The majority of the films that were shown and plays that were performed at ATG were by artists who were already known abroad and who in their own ways had built careers within Japan. As interest in the underground counter-culture developed in the 1960's, ATG opened a small theater in the basement. Mishima, who loved Kenneth Anger's Scorpio Rising, dubbed the space Sasori-za (Theatre Scorpio). The first film shown in this new theater was Gingakei (Galaxy, 1967) by radical student filmmaker Masao Adachi. The Sasori-za, which had projectors for all film gauges, from 8mm to 35mm and so could show films on an equal footing, soon became the center of Shinjuku underground culture.
The year 1971/1972 was a major turning point for Japanese anti-system movements and the underground counter-culture. ATG teamed up with the master of pink eiga Koji Wakamatsu and Masao Adachi to make Tenshi no Kokotsu (Ecstacy of the Angels), a film about the heroic isolation visited on a group of terrorist bombers after they attacked a US army base. During the shoot, a time-bomb hidden in a Christmas-tree exploded less than 100 meters from the ATG cinema, injuring many seriously. A false but believable rumor went around that just after the explosion some suspicious characters were seen running into the Sasori-za. All at once the media started a violent attack on ATG which was advised to stop the making of the film. However, at a press conference director Koji Wakamatsu said: "I want people to realize that behind this incident lies a much greater danger, of the violence that is war." The film was released at the Shinjuku Bunka in March 1972 to great acclaim.

GIVEN ENTRIES
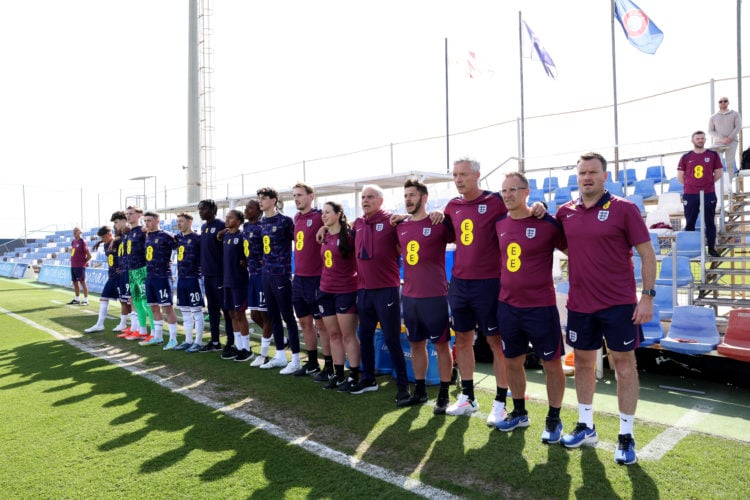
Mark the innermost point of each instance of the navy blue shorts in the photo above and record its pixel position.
(235, 299)
(615, 324)
(304, 296)
(189, 292)
(123, 286)
(159, 291)
(474, 303)
(110, 289)
(539, 326)
(330, 304)
(426, 318)
(78, 274)
(256, 301)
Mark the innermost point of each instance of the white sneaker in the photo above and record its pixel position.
(463, 406)
(259, 360)
(291, 368)
(497, 414)
(274, 363)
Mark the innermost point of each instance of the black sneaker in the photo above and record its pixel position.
(414, 399)
(306, 370)
(334, 383)
(229, 352)
(347, 385)
(403, 397)
(323, 375)
(243, 355)
(211, 347)
(441, 405)
(364, 386)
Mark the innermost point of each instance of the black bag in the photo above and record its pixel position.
(745, 160)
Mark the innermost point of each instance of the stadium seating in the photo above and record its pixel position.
(614, 188)
(550, 184)
(684, 273)
(646, 189)
(689, 244)
(736, 344)
(664, 300)
(652, 331)
(693, 331)
(674, 186)
(638, 201)
(656, 174)
(562, 195)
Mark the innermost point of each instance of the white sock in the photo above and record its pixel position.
(264, 345)
(626, 424)
(199, 321)
(586, 415)
(187, 324)
(103, 307)
(159, 330)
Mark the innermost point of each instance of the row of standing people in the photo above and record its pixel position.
(349, 275)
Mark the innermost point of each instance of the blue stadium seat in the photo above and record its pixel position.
(693, 331)
(638, 201)
(656, 174)
(664, 300)
(652, 331)
(550, 184)
(629, 176)
(684, 273)
(535, 195)
(646, 189)
(614, 188)
(562, 195)
(689, 244)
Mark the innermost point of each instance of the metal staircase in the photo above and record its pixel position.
(728, 277)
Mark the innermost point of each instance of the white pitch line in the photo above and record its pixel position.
(668, 439)
(412, 485)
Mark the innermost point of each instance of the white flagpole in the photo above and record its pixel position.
(614, 91)
(522, 139)
(447, 130)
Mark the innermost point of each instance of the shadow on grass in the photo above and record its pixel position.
(158, 413)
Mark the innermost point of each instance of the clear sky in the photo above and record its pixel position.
(94, 92)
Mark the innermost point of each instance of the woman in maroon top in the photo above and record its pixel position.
(338, 295)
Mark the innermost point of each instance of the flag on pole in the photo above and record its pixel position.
(537, 50)
(641, 32)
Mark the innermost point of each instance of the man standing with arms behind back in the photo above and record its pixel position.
(601, 230)
(724, 127)
(698, 171)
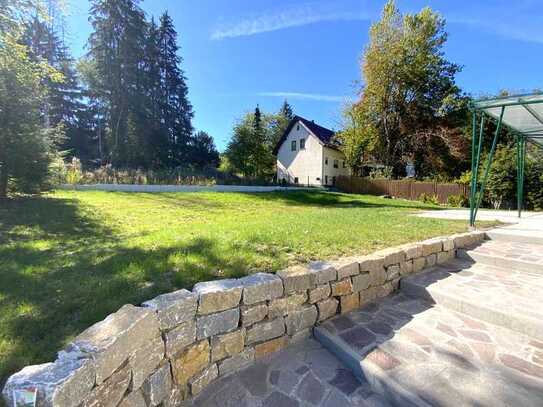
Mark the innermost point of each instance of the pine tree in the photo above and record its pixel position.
(62, 103)
(176, 109)
(280, 124)
(116, 47)
(286, 111)
(203, 151)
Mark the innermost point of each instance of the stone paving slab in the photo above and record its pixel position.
(509, 254)
(440, 357)
(510, 298)
(304, 374)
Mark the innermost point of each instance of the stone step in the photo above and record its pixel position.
(506, 255)
(512, 234)
(497, 296)
(416, 353)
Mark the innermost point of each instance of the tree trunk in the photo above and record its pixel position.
(3, 182)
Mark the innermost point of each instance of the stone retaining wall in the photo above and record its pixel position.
(170, 348)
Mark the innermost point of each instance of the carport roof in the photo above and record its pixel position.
(522, 114)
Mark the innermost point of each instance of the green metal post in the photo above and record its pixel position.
(519, 175)
(473, 168)
(488, 164)
(522, 168)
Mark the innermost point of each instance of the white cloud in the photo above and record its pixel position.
(305, 96)
(524, 24)
(273, 20)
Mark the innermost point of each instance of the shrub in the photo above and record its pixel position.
(429, 199)
(458, 201)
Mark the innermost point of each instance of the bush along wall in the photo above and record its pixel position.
(170, 348)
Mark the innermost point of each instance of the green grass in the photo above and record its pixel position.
(68, 259)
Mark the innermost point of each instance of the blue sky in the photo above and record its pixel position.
(238, 53)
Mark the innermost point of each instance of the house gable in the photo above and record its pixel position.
(322, 134)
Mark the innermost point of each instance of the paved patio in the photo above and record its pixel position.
(304, 374)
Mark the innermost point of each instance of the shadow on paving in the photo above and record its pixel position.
(441, 356)
(62, 270)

REQUIREMENTS
(A) According to the passage about ATG, what was the first film shown at the Sasori-za?
(B) Continue the passage about ATG, starting right after its last sentence.
The rows are separate from the passage about ATG and have nothing to do with it.

RESPONSES
(A) Gingakei (Galaxy, 1967), by the radical student filmmaker Masao Adachi.

(B)
However, that happy age in which political excitment and cinematic experiment seemed to be permanently linked was already ending by the early 1970's. The student movement turned into something cultish, indulging in meaningless tit-for-tat murders or wanton bombing campaigns. The big studios that ATG had opposed int he 1960's reached an economic impasse that resulted in bakrupcy or radical changes in direction. Akira Kurosawa attempted suicide, while Seijun Suzuki and Tai Kato were expelled from the studios and silenced for many years. In the end, ATG turned to a policy of making youth films, seeking to develop a new audience. Masao Adachi had disappeared from view, leaving Japan to engage in the struggle on behalf of Palestinian refugees.

(Sain, 1963)

Let's return on the 1960's to consider the state of Japanese Cinema when ATG started producing films. The Japanese cinema achieved its largest audience in 1958, and in 1960 produced 547 films. As the saying went, film was the king of mass entertainment. The six major companies produced two program pictures every week. Nikkatsu specialized in Japanese-style westerns and action films. Toho made period films and monster movies. At Shochiku it was melodramas of the lower middle class. Toei focused on period films, while Daiei featured their actresses in melodramas.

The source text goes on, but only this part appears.